TASK DIRECTIONS: Rewrite all the rows below as a numbered list, one line per item, and skip any blank lines.

GIVEN DATA:
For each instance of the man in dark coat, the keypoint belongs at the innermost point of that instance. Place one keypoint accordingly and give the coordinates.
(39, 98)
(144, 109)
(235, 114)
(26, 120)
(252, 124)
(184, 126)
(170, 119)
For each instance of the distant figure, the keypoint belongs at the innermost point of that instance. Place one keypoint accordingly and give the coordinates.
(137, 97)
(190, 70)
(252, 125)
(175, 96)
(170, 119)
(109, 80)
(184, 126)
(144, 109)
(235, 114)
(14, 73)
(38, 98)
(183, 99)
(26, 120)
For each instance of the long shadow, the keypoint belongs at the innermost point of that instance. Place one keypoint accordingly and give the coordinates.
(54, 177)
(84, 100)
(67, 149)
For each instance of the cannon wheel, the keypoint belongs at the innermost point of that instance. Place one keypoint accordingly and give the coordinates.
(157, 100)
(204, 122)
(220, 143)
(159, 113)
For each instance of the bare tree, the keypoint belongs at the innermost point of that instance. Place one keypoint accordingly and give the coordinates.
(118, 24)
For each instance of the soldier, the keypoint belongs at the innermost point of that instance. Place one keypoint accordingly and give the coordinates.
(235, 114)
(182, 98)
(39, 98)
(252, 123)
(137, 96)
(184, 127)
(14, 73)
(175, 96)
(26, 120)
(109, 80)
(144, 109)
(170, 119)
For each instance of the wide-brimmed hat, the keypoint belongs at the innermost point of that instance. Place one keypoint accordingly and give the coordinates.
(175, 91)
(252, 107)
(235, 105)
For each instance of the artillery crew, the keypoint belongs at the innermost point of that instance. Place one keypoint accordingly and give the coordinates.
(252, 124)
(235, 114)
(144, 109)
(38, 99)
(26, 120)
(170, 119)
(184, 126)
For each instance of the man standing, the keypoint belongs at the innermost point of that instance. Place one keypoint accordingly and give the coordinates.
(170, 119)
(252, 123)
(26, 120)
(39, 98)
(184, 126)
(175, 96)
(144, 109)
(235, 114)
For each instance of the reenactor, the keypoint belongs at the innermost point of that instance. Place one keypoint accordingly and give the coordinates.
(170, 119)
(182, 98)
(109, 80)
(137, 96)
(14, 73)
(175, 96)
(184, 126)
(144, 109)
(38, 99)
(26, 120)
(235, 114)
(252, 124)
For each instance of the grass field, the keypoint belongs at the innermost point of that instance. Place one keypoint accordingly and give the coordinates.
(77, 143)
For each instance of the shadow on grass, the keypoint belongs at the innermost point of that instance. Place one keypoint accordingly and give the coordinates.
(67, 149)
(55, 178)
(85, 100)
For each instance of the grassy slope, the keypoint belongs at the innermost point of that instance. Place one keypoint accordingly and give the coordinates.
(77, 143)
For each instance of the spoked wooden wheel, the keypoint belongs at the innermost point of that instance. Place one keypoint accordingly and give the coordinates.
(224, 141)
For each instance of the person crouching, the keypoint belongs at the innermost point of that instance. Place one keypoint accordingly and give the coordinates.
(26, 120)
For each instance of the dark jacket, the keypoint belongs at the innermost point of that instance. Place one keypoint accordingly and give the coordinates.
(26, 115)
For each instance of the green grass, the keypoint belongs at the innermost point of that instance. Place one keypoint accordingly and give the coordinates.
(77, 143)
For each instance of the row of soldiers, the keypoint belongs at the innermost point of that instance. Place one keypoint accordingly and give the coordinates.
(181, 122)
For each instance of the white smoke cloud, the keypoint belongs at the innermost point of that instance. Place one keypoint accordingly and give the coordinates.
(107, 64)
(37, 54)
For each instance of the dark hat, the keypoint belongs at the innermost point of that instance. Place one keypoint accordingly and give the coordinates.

FINISHED ANSWER:
1. For each instance of the man in dark coat, the keypoint belongs at the innermost point of that instance. Place one keypoint accordingly and give the coordinates.
2. (39, 98)
3. (144, 109)
4. (235, 114)
5. (26, 120)
6. (252, 124)
7. (184, 126)
8. (170, 119)
9. For each instance of the distant figure, the keypoint belongs at the innermost point of that instance. Place one keypoint accordingly and give the coordinates.
10. (137, 97)
11. (190, 70)
12. (252, 125)
13. (175, 96)
14. (170, 119)
15. (109, 80)
16. (184, 126)
17. (144, 109)
18. (235, 114)
19. (14, 73)
20. (38, 98)
21. (183, 99)
22. (26, 120)
23. For each instance of the long shadow, the keypoint belongs at the innermost point of that instance. Place one keypoint accordingly and give the coordinates.
24. (54, 177)
25. (84, 100)
26. (67, 149)
27. For each instance of the cannon wheel, the keypoint belongs at the innermost point of that instance. Place one keypoint accordingly and give the coordinates.
28. (157, 100)
29. (204, 122)
30. (220, 143)
31. (159, 113)
32. For each instance of the bare tree, the keypoint belongs at the innermost point of that instance. Place one keypoint accordingly and give the coordinates.
33. (118, 24)
34. For each instance of the soldier, the keypoint belongs at the innermost point of that instance. Place one keypoint accordingly and give the coordinates.
35. (235, 114)
36. (182, 98)
37. (39, 98)
38. (252, 123)
39. (137, 96)
40. (184, 127)
41. (14, 73)
42. (175, 96)
43. (26, 120)
44. (109, 80)
45. (144, 109)
46. (170, 119)
47. For each instance of the wide-brimmed hat, the keypoint belongs at the innermost point of that instance. Place one keypoint accordingly and give the coordinates.
48. (175, 91)
49. (252, 107)
50. (235, 105)
51. For each instance of the artillery crew, the keypoint belongs at the innermost point of that instance. Place one keypoint accordingly and give the coordinates.
52. (252, 124)
53. (235, 114)
54. (144, 109)
55. (38, 99)
56. (26, 120)
57. (170, 119)
58. (184, 126)
59. For each instance of the man standing, the keypoint belongs at the innermost point of that instance. Place one keypoint accordingly and give the coordinates.
60. (170, 119)
61. (252, 123)
62. (26, 120)
63. (39, 98)
64. (184, 126)
65. (175, 96)
66. (144, 109)
67. (235, 114)
68. For each instance of the reenactor, the keypoint belongs at the innermost point of that instance. Place one keypoint accordingly and give the coordinates.
69. (170, 119)
70. (182, 98)
71. (109, 80)
72. (137, 96)
73. (14, 73)
74. (175, 96)
75. (184, 126)
76. (144, 109)
77. (38, 99)
78. (26, 120)
79. (235, 114)
80. (252, 124)
81. For each instance of the grass field, the keypoint belongs at the innermost point of that instance. Place one keypoint accordingly and give the coordinates.
82. (77, 143)
83. For each instance of the shadow on grass, the keypoint belongs at the innermost point of that instance. Place one keypoint accordingly and give the coordinates.
84. (67, 149)
85. (55, 178)
86. (85, 100)
87. For each instance of the grassy slope, the keypoint belongs at the innermost point of that instance. Place one keypoint accordingly and give the coordinates.
88. (77, 143)
89. For each instance of the spoked wooden wheel, the keypoint belongs at the innermost point of that instance. Place one keypoint accordingly and give the coordinates.
90. (224, 141)
91. For each instance of the person crouching, the keypoint belongs at the innermost point of that instance. Place one keypoint accordingly and give the coordinates.
92. (26, 120)
93. For each instance of the dark jacket, the keypoint belongs at the innermost point of that instance. Place one keypoint accordingly and give the coordinates.
94. (26, 115)
95. For each instance of the green grass, the keypoint belongs at the innermost point of that instance. Place one keypoint accordingly and give the coordinates.
96. (77, 143)
97. For each instance of the row of soldiers, the keypoint belongs at the innermost point of that instance. Place one keypoint accordingly and give the coordinates.
98. (181, 122)
99. For each instance of the white smoke cloud, the keypoint belongs at the innermost point of that instance. Place one keypoint accordingly and give the coordinates.
100. (107, 64)
101. (37, 54)
102. For each instance of the dark hat, the keypoint belongs at the innermost point of that instance. Place one keypoint accordingly and give the coordinates.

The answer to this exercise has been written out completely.